• **What is needed**: Please change "motorboat" to "speedboat" in the records between the line holding "like (82, 586)." and the line holding "(965, 1037)", inclusive, and return only those lines with nothing else altered.

• **Data provided**:
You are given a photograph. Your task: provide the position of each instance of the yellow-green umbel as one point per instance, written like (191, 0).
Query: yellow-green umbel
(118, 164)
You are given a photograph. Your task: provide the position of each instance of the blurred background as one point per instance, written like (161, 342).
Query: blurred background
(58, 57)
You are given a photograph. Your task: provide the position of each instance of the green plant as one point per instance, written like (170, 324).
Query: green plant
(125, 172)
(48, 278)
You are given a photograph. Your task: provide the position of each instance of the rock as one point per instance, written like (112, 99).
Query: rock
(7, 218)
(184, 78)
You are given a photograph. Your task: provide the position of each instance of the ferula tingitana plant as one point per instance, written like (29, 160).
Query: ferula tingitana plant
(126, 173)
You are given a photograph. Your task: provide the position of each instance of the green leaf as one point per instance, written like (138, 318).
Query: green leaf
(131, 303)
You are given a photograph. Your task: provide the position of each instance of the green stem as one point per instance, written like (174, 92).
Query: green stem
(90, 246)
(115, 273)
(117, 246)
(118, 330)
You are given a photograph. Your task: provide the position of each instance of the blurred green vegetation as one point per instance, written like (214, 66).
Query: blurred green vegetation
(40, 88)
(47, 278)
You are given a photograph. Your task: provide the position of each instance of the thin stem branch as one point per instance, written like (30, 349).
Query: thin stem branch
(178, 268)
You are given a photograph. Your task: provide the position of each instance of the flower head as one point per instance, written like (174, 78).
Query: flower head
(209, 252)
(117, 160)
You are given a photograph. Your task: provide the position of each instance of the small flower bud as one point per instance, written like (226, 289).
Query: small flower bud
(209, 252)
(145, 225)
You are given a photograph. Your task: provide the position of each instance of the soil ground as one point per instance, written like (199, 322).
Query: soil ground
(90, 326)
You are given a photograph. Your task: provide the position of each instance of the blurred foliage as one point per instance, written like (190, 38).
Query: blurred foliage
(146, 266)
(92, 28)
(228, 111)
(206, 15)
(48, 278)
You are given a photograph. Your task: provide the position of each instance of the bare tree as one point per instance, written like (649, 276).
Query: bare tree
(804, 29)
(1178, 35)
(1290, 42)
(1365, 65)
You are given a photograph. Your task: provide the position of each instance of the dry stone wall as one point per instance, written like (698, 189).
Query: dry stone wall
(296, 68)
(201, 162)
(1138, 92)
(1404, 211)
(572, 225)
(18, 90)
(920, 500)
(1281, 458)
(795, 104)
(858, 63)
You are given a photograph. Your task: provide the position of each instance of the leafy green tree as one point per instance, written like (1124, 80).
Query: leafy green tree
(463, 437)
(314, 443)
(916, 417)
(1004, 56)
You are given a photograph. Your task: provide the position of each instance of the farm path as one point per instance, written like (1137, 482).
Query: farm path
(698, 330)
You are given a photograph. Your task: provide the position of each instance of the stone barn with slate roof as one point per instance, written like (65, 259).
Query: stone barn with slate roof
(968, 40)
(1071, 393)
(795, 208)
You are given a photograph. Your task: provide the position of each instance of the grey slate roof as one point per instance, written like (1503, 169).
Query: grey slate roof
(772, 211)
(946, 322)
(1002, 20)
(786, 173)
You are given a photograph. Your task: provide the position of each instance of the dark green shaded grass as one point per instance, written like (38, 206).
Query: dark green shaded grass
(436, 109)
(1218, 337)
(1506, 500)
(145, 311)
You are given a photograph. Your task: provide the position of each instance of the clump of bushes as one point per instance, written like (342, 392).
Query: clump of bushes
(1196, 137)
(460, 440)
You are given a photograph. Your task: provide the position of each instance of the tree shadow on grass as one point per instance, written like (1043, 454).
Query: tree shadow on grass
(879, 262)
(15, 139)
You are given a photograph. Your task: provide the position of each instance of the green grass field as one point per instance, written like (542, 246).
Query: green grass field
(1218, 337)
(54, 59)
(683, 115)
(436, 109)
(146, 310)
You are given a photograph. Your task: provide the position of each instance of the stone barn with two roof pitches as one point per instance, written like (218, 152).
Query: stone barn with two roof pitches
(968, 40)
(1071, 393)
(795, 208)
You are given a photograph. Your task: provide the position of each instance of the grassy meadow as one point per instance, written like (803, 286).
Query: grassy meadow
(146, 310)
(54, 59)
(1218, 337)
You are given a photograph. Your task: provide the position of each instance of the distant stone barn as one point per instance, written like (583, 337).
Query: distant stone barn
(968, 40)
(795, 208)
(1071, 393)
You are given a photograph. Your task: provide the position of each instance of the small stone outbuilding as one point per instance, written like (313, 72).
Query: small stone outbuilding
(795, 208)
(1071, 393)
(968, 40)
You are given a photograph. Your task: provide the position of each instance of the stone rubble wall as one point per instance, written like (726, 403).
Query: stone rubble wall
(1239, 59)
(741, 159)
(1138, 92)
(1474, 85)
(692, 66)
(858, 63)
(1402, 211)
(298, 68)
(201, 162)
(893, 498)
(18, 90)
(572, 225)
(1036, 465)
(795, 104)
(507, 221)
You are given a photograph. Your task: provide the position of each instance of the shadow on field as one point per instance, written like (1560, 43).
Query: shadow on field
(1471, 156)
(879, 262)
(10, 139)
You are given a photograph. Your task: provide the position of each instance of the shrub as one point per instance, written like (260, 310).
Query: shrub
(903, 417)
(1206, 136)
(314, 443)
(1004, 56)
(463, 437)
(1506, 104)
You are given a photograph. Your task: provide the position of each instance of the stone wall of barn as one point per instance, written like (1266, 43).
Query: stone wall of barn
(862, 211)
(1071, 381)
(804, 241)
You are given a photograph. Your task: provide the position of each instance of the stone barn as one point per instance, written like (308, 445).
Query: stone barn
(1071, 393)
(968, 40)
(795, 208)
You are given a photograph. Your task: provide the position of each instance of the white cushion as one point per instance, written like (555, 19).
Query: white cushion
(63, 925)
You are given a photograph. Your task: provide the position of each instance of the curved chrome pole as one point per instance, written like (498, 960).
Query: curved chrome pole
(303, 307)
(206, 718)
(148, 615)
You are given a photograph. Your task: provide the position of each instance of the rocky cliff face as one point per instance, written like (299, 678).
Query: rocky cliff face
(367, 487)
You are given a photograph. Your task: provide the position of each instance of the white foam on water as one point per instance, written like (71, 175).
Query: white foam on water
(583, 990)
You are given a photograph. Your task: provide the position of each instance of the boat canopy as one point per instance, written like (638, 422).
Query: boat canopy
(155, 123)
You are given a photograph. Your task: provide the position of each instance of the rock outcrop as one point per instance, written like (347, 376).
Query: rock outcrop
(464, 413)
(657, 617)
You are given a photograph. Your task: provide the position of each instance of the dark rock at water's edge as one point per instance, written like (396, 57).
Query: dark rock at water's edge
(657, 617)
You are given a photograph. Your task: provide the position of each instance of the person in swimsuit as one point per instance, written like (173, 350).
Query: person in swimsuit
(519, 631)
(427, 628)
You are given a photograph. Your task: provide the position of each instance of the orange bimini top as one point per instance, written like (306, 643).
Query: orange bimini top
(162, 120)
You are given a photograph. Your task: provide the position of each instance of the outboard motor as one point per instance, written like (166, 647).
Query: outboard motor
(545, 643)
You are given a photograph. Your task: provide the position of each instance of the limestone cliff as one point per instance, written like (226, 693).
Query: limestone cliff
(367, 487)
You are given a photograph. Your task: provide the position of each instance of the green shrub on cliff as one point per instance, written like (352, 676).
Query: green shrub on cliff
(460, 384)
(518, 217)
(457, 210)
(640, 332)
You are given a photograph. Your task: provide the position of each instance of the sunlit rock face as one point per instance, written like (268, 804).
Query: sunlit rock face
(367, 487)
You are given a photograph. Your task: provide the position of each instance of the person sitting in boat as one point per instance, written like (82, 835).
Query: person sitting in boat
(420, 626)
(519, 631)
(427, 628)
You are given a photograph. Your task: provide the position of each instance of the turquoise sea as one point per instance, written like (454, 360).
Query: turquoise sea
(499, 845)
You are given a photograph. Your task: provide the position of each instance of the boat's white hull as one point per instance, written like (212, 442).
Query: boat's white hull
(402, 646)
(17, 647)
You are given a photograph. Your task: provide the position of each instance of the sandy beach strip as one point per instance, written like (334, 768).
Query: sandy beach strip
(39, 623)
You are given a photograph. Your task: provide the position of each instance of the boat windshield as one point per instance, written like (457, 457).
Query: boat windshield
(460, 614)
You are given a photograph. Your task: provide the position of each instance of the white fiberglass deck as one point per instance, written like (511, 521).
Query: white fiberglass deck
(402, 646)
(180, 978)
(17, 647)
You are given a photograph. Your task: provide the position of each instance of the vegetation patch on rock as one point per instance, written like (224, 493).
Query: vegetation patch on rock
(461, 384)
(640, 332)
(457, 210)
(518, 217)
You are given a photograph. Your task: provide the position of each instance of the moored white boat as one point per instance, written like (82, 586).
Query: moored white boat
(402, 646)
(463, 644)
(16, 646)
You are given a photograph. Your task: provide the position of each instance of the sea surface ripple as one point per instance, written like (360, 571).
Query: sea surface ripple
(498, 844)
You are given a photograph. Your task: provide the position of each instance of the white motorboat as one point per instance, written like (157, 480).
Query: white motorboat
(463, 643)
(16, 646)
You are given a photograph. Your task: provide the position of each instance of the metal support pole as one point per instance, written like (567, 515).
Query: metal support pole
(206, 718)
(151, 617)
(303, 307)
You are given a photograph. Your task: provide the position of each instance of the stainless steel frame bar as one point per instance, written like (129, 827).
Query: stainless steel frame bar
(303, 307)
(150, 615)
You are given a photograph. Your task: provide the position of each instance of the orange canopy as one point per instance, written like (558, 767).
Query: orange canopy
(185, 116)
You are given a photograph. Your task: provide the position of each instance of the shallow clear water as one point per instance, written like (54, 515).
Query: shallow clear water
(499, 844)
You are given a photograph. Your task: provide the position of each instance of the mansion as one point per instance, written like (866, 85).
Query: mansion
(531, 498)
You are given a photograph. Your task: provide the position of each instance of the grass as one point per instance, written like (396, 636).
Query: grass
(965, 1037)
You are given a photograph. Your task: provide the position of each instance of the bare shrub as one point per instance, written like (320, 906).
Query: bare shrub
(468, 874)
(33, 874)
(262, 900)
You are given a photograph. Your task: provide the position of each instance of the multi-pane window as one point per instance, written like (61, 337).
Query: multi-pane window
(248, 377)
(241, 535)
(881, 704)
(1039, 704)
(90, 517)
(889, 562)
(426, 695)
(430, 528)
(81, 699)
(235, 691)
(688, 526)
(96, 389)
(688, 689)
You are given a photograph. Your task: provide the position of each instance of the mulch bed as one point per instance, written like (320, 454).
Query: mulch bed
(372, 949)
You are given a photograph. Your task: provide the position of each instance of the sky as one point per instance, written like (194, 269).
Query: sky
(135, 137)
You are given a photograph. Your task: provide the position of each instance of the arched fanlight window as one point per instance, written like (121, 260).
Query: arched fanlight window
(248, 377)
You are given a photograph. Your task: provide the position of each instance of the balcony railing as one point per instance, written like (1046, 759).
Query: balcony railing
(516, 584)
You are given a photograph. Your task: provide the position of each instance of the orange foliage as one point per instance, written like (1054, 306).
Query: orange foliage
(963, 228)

• **Solution for this exercise**:
You are given a photograph. Your task: provide the position of each instance of the moored white boat as one point per instance, written like (82, 586).
Query: moored white boat
(402, 646)
(463, 644)
(16, 646)
You are given a photograph. Your task: provide the position of each instance of the sea surface ripple as one point per instance, written like (360, 571).
Query: sea surface ripple
(498, 844)
You are given a photograph. Your task: provide the position of each instance of the white speedboat as one point per instance, written like (157, 480).
Query: white speedboat
(463, 643)
(16, 646)
You are given a photograph. Your task: provide the position of each instance of the metal support pole as one point per instance, written like (567, 515).
Query: metal support pole
(206, 718)
(151, 617)
(303, 307)
You are given a photograph. Your task: provide the position of each instance of the stainless steel frame bar as one point per instance, written like (129, 827).
Query: stainless steel frame bar
(303, 307)
(150, 615)
You are given a photograph. Your task: provide the position of each instance of the orange canopy as one point per instance, written like (558, 767).
Query: orange canopy
(185, 116)
You are given a photograph. Your task: provide the position of each instance of the shallow clear water as one point per instance, written like (54, 515).
Query: shallow clear water
(499, 844)
You are given a photograph. Your task: provide the position of each instance of the mansion as one point per instance, written like (866, 85).
Query: mansion
(531, 498)
You are given a photograph. Your task: provide the position of each instance of the grass as one point per instance, written like (396, 636).
Query: grass
(965, 1037)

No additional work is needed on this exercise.